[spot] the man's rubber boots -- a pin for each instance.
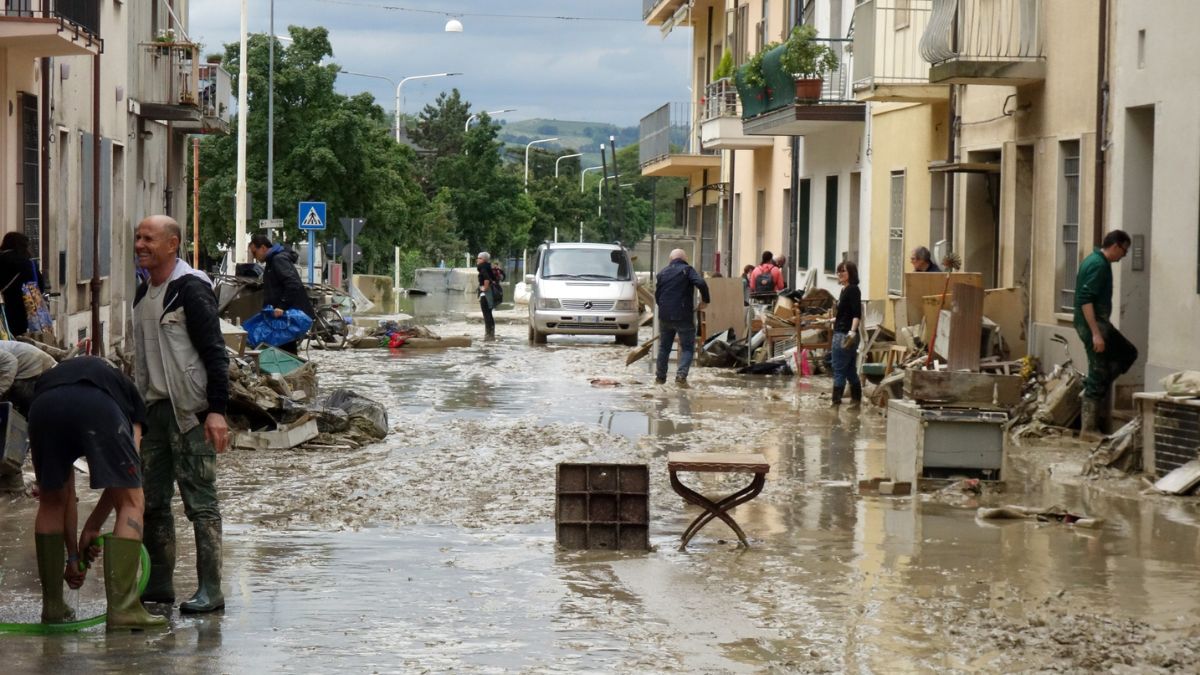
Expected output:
(208, 569)
(125, 610)
(160, 542)
(1089, 416)
(51, 562)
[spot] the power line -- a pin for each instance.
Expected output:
(483, 15)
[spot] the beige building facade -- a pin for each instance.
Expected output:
(149, 93)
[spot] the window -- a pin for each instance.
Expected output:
(895, 234)
(831, 250)
(1068, 223)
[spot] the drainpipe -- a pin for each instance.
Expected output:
(1102, 103)
(97, 346)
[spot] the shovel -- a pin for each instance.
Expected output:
(641, 351)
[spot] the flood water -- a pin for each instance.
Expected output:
(435, 550)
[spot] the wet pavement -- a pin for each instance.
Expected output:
(435, 549)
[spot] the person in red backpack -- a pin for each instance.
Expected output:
(766, 280)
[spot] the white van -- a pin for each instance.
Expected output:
(583, 290)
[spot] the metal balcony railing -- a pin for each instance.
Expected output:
(672, 129)
(721, 100)
(984, 30)
(83, 13)
(887, 40)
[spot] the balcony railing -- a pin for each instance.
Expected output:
(672, 129)
(887, 40)
(83, 13)
(721, 100)
(984, 30)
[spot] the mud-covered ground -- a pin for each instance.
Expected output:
(435, 549)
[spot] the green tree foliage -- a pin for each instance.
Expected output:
(328, 148)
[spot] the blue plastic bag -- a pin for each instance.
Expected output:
(265, 327)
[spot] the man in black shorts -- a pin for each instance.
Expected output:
(84, 407)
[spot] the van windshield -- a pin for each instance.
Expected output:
(586, 263)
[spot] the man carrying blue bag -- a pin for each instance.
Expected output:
(282, 288)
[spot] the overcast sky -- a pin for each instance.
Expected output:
(612, 71)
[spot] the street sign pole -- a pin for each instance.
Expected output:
(312, 246)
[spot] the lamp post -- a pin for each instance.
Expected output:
(490, 113)
(564, 157)
(527, 156)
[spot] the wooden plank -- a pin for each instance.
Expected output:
(966, 328)
(726, 309)
(969, 389)
(1006, 306)
(919, 284)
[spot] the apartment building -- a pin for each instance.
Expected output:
(792, 179)
(123, 71)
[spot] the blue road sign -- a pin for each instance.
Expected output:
(311, 215)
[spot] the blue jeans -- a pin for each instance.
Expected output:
(667, 330)
(844, 366)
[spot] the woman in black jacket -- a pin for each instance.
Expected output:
(17, 268)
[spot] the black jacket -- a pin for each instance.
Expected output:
(281, 282)
(673, 291)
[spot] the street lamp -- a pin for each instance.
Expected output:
(583, 172)
(397, 85)
(527, 156)
(490, 113)
(564, 157)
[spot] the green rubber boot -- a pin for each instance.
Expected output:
(208, 569)
(160, 542)
(52, 557)
(125, 610)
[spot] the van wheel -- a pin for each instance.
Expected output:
(628, 340)
(537, 336)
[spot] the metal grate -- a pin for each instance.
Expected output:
(1176, 436)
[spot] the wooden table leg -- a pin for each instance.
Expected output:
(717, 509)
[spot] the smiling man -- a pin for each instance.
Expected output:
(183, 372)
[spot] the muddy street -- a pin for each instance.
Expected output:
(435, 549)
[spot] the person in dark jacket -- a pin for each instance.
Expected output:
(1110, 354)
(675, 294)
(17, 268)
(845, 329)
(183, 372)
(282, 288)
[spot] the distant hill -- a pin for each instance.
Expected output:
(583, 136)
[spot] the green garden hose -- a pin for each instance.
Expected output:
(72, 626)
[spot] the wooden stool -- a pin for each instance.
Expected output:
(717, 463)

How to complete this task:
Repeat the records above verbatim, with no pictures in the result.

Solution to this problem:
[spot] the man's rubber boots -- a pin for each instance.
Expected output:
(208, 569)
(125, 610)
(160, 542)
(1089, 416)
(51, 562)
[spot] the power line -- a pin for each instance.
Expected output:
(483, 15)
[spot] the beige building facade -- a pin for each instance.
Expected output:
(149, 93)
[spot] the window -- a pin for each instance.
Expected output:
(895, 234)
(831, 250)
(1068, 223)
[spot] the drainpipe -- a pin for each instance.
Expected output:
(1102, 103)
(97, 346)
[spot] the shovel -- a pin for each instance.
Expected output:
(641, 351)
[spot] the flood water -- a pin for each instance.
Expected output:
(435, 550)
[spot] the wet pavement -- a pin for each instance.
Expected output:
(435, 549)
[spot] the person in red backpack -- a pin for each instance.
Expected output:
(766, 280)
[spot] the white van -- a pin for each instance.
Expected output:
(583, 290)
[spot] the metal balcony railing -- a pin for each instance.
Expected output:
(672, 129)
(721, 100)
(984, 30)
(83, 13)
(887, 40)
[spot] the balcony railing -- a pin for each instance.
Expected output:
(672, 129)
(887, 40)
(83, 13)
(721, 100)
(984, 30)
[spot] the mud-covered ground -- a pin for each instance.
Expected output:
(435, 549)
[spot] the green tree foliage -- a pin for each instance.
Expected output:
(328, 148)
[spot] the blue plastic bag -- a pin for each instance.
Expected output:
(265, 327)
[spot] the man in black shorts -- a pin for each instance.
Expected output:
(84, 407)
[spot] the van windshield -- a pin for each instance.
Expected output:
(586, 263)
[spot] the man carrying blue bag -- a pin for each instance.
Expected output:
(282, 288)
[spot] the overcast sky -- a pin for each instance.
Expected output:
(612, 71)
[spot] the street sign pole -- a pin for each instance.
Expected output:
(312, 246)
[spot] the lamp post -- a pin for each instance.
Expected output:
(490, 113)
(564, 157)
(527, 156)
[spot] the wooden plank -- a pin for each instance.
Expected output:
(966, 328)
(726, 309)
(969, 389)
(1006, 306)
(919, 284)
[spot] the apartment building -- a pin for each instance.
Expected output:
(792, 179)
(123, 71)
[spot] the blue road sign -- a pin for each instance.
Expected output:
(311, 215)
[spot] the blue jeans -- a pin for each instance.
Expected output:
(667, 330)
(844, 366)
[spot] the woman in black jacket -- a pin for each instance.
Expected output:
(17, 268)
[spot] the black jacket -- a pin for each instance.
Expected output:
(281, 282)
(673, 291)
[spot] the street lamp -- a pin for each instance.
Expected output:
(583, 172)
(397, 85)
(527, 156)
(490, 113)
(564, 157)
[spot] the green rubber boot -- a pin for each instance.
Expected output:
(208, 569)
(160, 542)
(52, 557)
(125, 610)
[spot] the van wheel -- a pin for each instance.
Expected output:
(628, 340)
(537, 336)
[spot] the metal grate -- a pin for each instance.
Expected output:
(1176, 436)
[spot] the wooden table leg -- a pin for each instance.
Expected output:
(717, 509)
[spot] the smiling man -- a pin for each instance.
Expected output:
(183, 372)
[spot] the muddy street -- a pin for each instance.
Expected output:
(435, 549)
[spot] the person in dark jacket -- a pin for each instance.
Expected output:
(1110, 354)
(675, 294)
(17, 268)
(845, 329)
(183, 372)
(282, 288)
[spot] the distant hill -- a pin for each instance.
Expected output:
(583, 136)
[spot] the green garden hose -- a pin for each instance.
Expected output:
(72, 626)
[spot] the wooden stool -- a pin for each instance.
Expected output:
(717, 463)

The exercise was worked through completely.